[Point labeling records]
◆ ◆ ◆ ◆
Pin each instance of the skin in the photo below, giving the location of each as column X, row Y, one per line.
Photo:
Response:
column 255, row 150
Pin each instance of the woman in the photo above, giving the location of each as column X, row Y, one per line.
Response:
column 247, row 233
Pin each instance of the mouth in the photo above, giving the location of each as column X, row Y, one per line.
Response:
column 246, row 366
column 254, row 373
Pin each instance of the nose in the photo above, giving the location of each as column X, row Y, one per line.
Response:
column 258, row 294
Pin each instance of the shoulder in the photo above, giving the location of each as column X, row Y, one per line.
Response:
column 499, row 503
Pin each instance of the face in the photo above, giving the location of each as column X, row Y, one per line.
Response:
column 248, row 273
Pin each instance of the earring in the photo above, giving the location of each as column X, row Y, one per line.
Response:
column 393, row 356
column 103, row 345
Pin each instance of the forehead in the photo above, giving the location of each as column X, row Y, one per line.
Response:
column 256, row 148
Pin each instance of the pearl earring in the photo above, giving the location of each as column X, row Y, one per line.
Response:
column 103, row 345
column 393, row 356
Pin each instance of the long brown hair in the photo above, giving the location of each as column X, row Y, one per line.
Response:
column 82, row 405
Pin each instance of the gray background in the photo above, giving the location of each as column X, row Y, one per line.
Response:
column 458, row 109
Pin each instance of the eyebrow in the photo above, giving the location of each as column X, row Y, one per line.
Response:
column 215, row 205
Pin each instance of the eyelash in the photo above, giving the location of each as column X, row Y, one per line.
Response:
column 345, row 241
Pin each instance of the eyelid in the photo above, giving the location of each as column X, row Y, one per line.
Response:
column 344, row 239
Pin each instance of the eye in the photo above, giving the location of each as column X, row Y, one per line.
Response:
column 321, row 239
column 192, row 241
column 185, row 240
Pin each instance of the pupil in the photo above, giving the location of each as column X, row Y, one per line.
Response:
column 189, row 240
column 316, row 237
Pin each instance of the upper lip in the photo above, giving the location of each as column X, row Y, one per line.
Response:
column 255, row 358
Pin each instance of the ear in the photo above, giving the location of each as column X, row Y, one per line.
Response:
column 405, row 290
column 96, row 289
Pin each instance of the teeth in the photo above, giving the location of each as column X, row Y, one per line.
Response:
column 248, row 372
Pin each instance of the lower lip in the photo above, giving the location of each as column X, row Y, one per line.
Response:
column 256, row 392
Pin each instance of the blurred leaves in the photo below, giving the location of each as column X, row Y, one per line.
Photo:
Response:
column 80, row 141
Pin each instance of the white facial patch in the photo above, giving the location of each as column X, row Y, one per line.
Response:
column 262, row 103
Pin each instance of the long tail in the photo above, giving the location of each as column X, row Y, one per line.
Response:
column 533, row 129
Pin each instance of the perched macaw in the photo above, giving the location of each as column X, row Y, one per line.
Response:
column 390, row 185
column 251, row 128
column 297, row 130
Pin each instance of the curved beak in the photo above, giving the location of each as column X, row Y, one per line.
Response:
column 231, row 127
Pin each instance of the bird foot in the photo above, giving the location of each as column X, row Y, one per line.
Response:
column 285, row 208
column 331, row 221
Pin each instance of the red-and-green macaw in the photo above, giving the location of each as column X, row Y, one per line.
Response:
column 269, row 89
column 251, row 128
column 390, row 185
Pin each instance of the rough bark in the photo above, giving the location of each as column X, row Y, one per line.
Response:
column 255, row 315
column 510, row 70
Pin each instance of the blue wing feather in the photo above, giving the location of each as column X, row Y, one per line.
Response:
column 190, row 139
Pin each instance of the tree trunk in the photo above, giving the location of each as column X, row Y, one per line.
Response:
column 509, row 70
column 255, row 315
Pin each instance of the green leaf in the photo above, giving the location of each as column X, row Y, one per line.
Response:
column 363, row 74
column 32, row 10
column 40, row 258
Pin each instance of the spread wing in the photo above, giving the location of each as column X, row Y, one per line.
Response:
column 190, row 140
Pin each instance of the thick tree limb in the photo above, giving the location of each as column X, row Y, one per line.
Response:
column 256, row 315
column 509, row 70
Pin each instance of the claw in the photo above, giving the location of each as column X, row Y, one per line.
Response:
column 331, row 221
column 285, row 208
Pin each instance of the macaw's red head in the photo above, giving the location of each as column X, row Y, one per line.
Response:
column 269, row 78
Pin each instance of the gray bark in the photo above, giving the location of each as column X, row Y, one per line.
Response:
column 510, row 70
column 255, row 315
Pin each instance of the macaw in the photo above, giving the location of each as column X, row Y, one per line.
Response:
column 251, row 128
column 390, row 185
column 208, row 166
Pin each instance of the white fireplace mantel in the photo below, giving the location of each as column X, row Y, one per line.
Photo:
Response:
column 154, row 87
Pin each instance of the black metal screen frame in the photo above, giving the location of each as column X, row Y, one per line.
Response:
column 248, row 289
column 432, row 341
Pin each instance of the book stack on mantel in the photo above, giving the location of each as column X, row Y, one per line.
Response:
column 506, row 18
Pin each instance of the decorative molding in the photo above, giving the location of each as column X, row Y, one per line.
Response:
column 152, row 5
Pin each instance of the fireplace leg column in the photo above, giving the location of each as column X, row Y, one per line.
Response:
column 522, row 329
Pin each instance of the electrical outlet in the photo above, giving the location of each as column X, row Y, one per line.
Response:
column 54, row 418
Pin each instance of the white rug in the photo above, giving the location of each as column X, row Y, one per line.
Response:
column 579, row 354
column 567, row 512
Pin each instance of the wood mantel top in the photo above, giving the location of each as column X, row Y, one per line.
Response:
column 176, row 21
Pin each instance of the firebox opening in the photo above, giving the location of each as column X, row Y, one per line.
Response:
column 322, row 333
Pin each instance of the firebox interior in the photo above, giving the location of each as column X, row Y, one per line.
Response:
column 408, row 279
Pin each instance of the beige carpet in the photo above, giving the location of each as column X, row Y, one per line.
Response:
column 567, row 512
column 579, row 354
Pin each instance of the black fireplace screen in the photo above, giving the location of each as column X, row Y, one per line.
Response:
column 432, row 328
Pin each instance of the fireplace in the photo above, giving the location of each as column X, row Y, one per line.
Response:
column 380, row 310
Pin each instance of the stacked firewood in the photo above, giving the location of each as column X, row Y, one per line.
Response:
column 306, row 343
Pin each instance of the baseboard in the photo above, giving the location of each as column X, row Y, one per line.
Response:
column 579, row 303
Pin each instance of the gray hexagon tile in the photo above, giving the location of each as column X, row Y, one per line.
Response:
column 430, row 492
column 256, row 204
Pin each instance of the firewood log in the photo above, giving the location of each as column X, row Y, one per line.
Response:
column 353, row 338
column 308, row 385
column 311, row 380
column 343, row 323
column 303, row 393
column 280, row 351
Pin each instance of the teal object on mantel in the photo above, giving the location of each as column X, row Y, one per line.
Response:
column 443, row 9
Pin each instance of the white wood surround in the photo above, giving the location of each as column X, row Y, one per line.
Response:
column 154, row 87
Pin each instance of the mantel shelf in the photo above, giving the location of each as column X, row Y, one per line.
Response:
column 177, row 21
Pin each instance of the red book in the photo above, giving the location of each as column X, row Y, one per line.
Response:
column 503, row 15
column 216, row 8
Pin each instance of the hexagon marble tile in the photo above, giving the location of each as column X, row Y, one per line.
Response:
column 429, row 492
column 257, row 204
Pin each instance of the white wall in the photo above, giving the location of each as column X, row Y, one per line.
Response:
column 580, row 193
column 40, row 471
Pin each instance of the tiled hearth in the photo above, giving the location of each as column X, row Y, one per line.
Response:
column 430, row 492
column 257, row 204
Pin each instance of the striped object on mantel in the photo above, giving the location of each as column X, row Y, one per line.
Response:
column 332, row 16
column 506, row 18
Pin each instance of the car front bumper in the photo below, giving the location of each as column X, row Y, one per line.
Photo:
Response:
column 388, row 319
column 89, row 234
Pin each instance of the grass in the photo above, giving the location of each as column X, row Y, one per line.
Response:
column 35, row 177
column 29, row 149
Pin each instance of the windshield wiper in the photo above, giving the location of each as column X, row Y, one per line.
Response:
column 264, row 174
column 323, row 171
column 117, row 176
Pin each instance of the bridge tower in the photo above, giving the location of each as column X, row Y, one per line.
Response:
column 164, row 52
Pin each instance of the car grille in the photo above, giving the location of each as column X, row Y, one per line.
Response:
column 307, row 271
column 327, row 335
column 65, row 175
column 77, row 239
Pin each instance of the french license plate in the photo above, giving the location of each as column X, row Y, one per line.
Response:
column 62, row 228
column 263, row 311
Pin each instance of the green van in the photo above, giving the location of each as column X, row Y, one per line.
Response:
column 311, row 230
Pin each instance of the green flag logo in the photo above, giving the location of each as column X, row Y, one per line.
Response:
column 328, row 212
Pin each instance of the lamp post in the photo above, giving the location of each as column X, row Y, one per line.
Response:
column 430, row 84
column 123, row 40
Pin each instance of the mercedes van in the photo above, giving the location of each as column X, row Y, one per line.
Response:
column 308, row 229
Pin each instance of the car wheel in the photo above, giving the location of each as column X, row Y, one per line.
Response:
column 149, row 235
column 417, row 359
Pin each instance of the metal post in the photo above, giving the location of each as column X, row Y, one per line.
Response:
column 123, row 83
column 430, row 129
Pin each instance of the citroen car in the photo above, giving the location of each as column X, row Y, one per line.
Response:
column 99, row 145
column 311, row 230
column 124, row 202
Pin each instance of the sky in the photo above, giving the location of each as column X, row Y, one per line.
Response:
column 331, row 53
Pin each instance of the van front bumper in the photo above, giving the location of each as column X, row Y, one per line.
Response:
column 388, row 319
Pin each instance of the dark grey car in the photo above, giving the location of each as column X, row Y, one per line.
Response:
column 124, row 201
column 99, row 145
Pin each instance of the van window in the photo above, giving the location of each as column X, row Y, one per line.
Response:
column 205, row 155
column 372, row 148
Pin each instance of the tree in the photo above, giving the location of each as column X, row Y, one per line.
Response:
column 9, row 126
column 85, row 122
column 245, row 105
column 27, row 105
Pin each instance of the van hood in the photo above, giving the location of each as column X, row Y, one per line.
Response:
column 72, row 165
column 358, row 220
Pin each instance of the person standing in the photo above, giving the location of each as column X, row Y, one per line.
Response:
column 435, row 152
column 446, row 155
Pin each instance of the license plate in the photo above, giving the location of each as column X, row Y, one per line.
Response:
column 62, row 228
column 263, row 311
◆ ◆ ◆ ◆
*DIRECTION*:
Write out everything from the line containing "Pin each instance of the tiled" down to the line containing "column 164, row 52", switching "Response" to "Reply" and leaving everything else unchanged.

*EXERCISE OUTPUT*:
Pin each instance of the tiled hearth in the photo above, giving the location of each as column X, row Y, one per line.
Reply:
column 430, row 492
column 257, row 204
Pin each instance of the striped object on mantel in the photo above, giving the location of each as column X, row Y, one per line.
Reply:
column 332, row 16
column 506, row 18
Pin each instance of the car front bumper in the photo below, giving the location of each as column X, row Y, one per line.
Photo:
Reply:
column 388, row 319
column 89, row 234
Pin each instance of the grass in the photo above, giving the location of each as column X, row Y, one per line.
Reply:
column 35, row 177
column 29, row 149
Pin each instance of the windshield wiper in the photo above, giving the location of each as column X, row Y, one per line.
Reply:
column 264, row 174
column 323, row 171
column 117, row 176
Pin each instance of the bridge tower in the photo above, giving the location of each as column X, row Y, one per line.
Reply:
column 164, row 52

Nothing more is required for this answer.